TEXT EXCERPT >>
Why do we travel to ride our mountain bikes? It’s a question I’ve been trying to answer for most of my adult life.
Of course we’d all love to have great bike trails located right outside our door, and many of us do. And yet day after day we all scroll through photos online, dreaming about putting tires to dirt in faraway places. More than anything, riding new trails is about connecting with people and places in an intimate way.
Perhaps no mountain bike destination has received more attention lately than Arkansas. The state, located almost smack dab in the middle of the US, is anything but middling when it comes to mountain biking.
Many years ago riders came away surprised by the quality of Arkansas trails, and now that the state has established itself as a mountain bike destination, we wanted to find out what makes it unique, and to see which stones are still unturned. Singletracks spent a week traveling the state, and here are six unique experiences mountain bikers will only find in Arkansas.

MATERIAL PROVIDED >>
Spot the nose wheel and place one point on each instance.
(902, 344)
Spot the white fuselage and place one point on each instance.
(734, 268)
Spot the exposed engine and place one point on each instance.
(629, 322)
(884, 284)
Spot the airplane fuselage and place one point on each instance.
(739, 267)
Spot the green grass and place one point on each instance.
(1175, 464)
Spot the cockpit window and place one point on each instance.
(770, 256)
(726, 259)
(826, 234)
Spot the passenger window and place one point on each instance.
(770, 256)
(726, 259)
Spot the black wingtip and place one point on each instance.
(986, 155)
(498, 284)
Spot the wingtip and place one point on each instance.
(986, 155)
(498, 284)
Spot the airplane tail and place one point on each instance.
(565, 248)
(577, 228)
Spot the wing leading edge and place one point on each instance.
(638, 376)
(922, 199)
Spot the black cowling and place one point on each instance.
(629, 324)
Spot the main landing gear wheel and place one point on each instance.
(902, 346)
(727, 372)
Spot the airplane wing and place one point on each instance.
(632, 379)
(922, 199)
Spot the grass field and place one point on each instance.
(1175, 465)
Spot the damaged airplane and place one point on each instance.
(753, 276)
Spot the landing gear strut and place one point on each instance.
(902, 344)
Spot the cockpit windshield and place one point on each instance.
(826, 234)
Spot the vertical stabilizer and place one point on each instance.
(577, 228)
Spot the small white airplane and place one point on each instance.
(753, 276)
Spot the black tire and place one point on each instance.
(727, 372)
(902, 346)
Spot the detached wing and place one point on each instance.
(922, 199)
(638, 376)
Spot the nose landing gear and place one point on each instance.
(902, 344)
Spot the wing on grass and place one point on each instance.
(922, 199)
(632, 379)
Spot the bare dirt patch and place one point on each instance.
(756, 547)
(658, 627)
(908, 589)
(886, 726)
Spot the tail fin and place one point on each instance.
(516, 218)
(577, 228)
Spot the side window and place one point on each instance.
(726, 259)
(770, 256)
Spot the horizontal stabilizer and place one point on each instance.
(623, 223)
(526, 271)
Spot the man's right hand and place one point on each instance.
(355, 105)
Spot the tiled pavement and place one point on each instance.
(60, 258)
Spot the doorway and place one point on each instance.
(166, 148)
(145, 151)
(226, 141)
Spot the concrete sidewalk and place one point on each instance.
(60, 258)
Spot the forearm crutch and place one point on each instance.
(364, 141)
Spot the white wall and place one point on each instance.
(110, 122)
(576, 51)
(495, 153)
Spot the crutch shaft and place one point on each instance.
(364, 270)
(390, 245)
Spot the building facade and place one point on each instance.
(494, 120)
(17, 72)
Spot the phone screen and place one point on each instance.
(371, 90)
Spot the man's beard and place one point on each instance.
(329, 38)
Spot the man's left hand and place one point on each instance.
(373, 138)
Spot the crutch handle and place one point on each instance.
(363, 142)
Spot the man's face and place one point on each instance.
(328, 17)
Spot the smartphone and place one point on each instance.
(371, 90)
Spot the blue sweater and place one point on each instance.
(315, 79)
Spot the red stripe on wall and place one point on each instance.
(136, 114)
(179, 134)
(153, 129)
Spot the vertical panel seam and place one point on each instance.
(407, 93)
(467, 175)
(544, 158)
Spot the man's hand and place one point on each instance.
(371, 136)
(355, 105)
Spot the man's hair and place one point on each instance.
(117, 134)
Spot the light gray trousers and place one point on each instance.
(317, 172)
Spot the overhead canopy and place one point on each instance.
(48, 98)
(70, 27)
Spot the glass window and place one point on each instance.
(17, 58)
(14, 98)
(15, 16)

SHORT EXERCISE A >>
Scale the part of the listing that opens with the line containing "Spot the crutch shaft" and runs through the end of the listing. Reproduce every line, requests included, with each point coordinate multiplied by 1.95 and rounded to a whole number, halves rounded up.
SHORT EXERCISE B >>
Go on with the article about mountain biking in Arkansas, starting after its last sentence.
The article and the listing come from unrelated sources.

TASK RESULT A >>
Spot the crutch shaft and place one point on each instance.
(710, 527)
(761, 478)
Spot the building facade and place one point on each instance.
(963, 234)
(33, 140)
Spot the phone screen and place one point on each instance.
(723, 176)
Spot the man's beard and place one point on each instance.
(642, 74)
Spot the man's left hand and place one point on each instance.
(727, 269)
Spot the crutch handle and place one point on each instance.
(708, 277)
Spot the man's face and place one point on each instance.
(640, 33)
Spot the smartphone and place one point on each instance.
(723, 176)
Spot the blue sweater and place one point on each instance.
(614, 154)
Spot the red stripe on wall and place one point on each instance.
(265, 222)
(349, 261)
(298, 252)
Spot the vertical panel seam and place one point on each instance.
(794, 181)
(911, 341)
(1061, 308)
Spot the man's hand and place one point on each instance.
(723, 265)
(692, 205)
Spot the man's hair and place one point on each instance.
(228, 261)
Spot the light gray trousers and place one point on each instance.
(618, 335)
Spot the overhead canopy and place one point on each instance.
(94, 191)
(137, 53)
Spot the glass window and place one point on each instance.
(33, 113)
(27, 191)
(29, 31)

TASK RESULT B >>
1. More IMBA Epics than any other state
The International Mountain Bicycling Association (IMBA) defines Epic trails as “immersive rides that are technically and physically challenging, beautiful to behold and worthy of celebration,” and Arkansas is home to five IMBA Epic trails, more than any other state: Lake Ouachita Vista Trail (LOViT), Ouachita National Recreation Trail, Syllamo, Upper Buffalo Headwaters, and the Womble Trail. To put that into perspective, California and Colorado both trail Arkansas in the Epic count, with four each.
While it might seem like Arkansas is a relatively new mountain bike destination, some of these IMBA Epics have existed for decades, and they’re still as rugged and remote as ever. The newer trails, particularly those located in and around Bentonville, get all the hype, but riders can still find hundreds of miles of challenging, natural trails to explore.
Hot Springs, Arkansas makes for a convenient starting point to ride three of the state’s Epic trails. Lake Ouachita (pronounced watch-it-taw) is located east of town and the Lake Ouachita Vista Trail (LOViT) provides riders with incredible views of the lake in a digestible, day-long ride format. For the more adventurous, the 100+ mile Ouachita National Recreation Trail is prime bikepacking territory. Driving just a bit further east, the Womble Trail is another IMBA Epic, this time tracing the banks of the Ouachita River.
Looking at a map, the fourth IMBA Epic, Upper Buffalo appears to be close-ish to the Northwest Arkansas scene, but in terms of remoteness it couldn’t be farther away. The 20+ miles of trails were originally hand cut and take riders deep into backcountry Arkansas.
Rounding out the list, Syllamo likely sees the fewest tire tracks each year, but it’s rewarding nonetheless. Located in north central Arkansas, Syllamo claims 50 miles of singletrack, which I can confirm is both challenging and remote.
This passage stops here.